**To do**
Copy out all of the lines below word for word, leaving out the picture.

# START OF Dataset records

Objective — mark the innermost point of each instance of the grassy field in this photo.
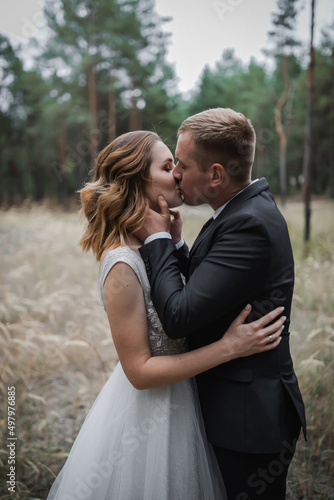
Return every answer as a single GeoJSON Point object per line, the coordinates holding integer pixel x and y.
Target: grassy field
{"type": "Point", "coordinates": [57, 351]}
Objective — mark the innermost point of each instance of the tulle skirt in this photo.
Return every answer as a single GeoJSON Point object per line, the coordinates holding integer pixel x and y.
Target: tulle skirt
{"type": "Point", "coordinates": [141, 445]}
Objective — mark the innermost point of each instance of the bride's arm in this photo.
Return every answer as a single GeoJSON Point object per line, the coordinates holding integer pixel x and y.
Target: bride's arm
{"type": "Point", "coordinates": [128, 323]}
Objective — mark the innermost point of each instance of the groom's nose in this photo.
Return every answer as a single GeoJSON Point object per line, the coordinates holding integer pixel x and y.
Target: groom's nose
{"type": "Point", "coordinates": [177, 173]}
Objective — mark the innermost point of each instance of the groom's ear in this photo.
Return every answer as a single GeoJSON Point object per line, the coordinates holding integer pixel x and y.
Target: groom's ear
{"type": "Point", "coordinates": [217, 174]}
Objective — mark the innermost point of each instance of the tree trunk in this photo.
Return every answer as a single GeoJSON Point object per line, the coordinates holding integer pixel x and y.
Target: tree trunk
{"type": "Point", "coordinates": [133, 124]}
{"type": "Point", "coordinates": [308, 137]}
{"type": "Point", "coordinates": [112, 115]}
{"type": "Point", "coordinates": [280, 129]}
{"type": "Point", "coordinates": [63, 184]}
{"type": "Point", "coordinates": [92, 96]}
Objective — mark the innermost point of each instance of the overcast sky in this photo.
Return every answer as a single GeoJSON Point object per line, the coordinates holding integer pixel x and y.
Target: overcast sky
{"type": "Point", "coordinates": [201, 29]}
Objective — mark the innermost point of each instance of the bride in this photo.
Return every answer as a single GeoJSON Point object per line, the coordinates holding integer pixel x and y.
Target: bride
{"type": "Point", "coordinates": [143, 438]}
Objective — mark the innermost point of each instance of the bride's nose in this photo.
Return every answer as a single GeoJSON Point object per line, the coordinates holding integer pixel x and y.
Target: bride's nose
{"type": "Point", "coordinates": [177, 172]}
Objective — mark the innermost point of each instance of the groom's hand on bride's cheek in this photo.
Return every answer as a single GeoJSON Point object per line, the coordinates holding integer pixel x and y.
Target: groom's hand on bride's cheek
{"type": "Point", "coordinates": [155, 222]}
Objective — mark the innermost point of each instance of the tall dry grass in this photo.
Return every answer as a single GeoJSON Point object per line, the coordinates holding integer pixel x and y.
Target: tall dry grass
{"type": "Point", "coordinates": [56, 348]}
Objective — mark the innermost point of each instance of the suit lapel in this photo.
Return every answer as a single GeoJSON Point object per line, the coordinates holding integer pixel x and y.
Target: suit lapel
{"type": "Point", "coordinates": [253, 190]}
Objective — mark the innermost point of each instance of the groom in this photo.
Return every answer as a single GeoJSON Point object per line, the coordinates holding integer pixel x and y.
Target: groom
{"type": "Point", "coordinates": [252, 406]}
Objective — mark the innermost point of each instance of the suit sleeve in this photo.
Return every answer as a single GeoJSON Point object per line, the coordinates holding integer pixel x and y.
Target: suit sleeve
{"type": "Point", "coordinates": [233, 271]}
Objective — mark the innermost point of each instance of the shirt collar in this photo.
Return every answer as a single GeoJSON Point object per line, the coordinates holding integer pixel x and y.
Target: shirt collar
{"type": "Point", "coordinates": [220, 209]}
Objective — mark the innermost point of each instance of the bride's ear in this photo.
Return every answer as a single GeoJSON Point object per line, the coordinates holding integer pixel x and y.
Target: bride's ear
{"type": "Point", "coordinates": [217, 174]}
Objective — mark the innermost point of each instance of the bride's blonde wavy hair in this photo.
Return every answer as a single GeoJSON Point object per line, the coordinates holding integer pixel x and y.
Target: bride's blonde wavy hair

# END OF Dataset records

**Correct answer**
Objective — mark the innermost point of each instance of the grassy field in this photo.
Return every answer as a single GeoJSON Point object per line, the coordinates holding integer pixel x and y.
Target: grassy field
{"type": "Point", "coordinates": [57, 351]}
Objective — mark the innermost point of each instance of the tulle skirt in this photo.
Return every answer as a single GeoJSON Point object per line, the coordinates holding integer pixel x and y.
Target: tulle skirt
{"type": "Point", "coordinates": [141, 445]}
Objective — mark the innermost point of each instance of the bride's arm in this photo.
Return every answer as a single GeoJSON Point object per line, the coordinates holding integer pixel x and y.
Target: bride's arm
{"type": "Point", "coordinates": [128, 323]}
Objective — mark the innermost point of each instance of the groom's nose in this photo.
Return every answer as a single GeoJSON Point object per line, the coordinates holding integer pixel x and y.
Target: groom's nose
{"type": "Point", "coordinates": [177, 173]}
Objective — mark the innermost point of each instance of the groom's ear in this photo.
Return every answer as a single GeoJSON Point object per line, the coordinates holding integer pixel x and y.
Target: groom's ear
{"type": "Point", "coordinates": [217, 174]}
Objective — mark the innermost point of each instance of the tree trunk in this photo.
Return every answer as a single GeoJSON Point object per line, the coordinates holding integer pixel x and y.
Target: tree trunk
{"type": "Point", "coordinates": [133, 124]}
{"type": "Point", "coordinates": [308, 137]}
{"type": "Point", "coordinates": [112, 115]}
{"type": "Point", "coordinates": [280, 129]}
{"type": "Point", "coordinates": [63, 184]}
{"type": "Point", "coordinates": [92, 96]}
Objective — mark the innermost point of each instance of the overcast sky in this photo.
Return every answer as a single GeoJSON Point object per line, the coordinates holding integer pixel x and y.
Target: overcast sky
{"type": "Point", "coordinates": [201, 29]}
Objective — mark the innermost point of each instance of the bride in this photo.
Return every answer as a single GeoJSON Point object per line, the coordinates holding integer pixel x and y.
Target: bride
{"type": "Point", "coordinates": [143, 438]}
Objective — mark the innermost point of each instance of the bride's nose in this photo.
Return every answer as a single GeoJSON Point object per line, the coordinates holding integer pixel x and y.
Target: bride's nose
{"type": "Point", "coordinates": [177, 172]}
Objective — mark the innermost point of each instance of the groom's hand on bride's cheek in this photo.
Return every answer as a single GeoJSON Point object per line, the coordinates holding integer pixel x and y.
Target: groom's hand on bride's cheek
{"type": "Point", "coordinates": [155, 222]}
Objective — mark the innermost point of each instance of the tall dry grass in this photo.
Return every answer as a single GeoJSON Point object per line, the coordinates holding integer pixel x and y.
Target: tall dry grass
{"type": "Point", "coordinates": [56, 348]}
Objective — mark the innermost point of each instance of the suit lapel in this photo.
Return every answer as a single GeoJSON Point object per line, the coordinates holding integer pixel x and y.
Target: suit lapel
{"type": "Point", "coordinates": [253, 190]}
Objective — mark the innermost point of each instance of the groom in this photo.
Return every answer as a single GeoJSON Point object per line, the coordinates holding integer pixel x and y.
Target: groom
{"type": "Point", "coordinates": [252, 406]}
Objective — mark the innermost point of each instance of the suit sleeve in this photo.
Return every answer as a single GeoJSON Point object per line, the coordinates holding integer pixel x and y.
Target: suit sleeve
{"type": "Point", "coordinates": [233, 271]}
Objective — mark the innermost point of each instance of the shirt collar in this photo.
Return every answer as a single GeoJSON Point object per line, the coordinates holding integer pixel x and y.
Target: shirt collar
{"type": "Point", "coordinates": [220, 209]}
Objective — mark the innermost point of each instance of the bride's ear in this photo.
Return every answer as a single GeoJSON Point object per line, the coordinates holding integer pixel x and y.
Target: bride's ear
{"type": "Point", "coordinates": [217, 174]}
Objective — mark the innermost point of each instance of the bride's blonde wavy hair in this photo.
Return every answer as a single GeoJSON Point object per line, the coordinates holding integer pixel x and y.
Target: bride's blonde wavy hair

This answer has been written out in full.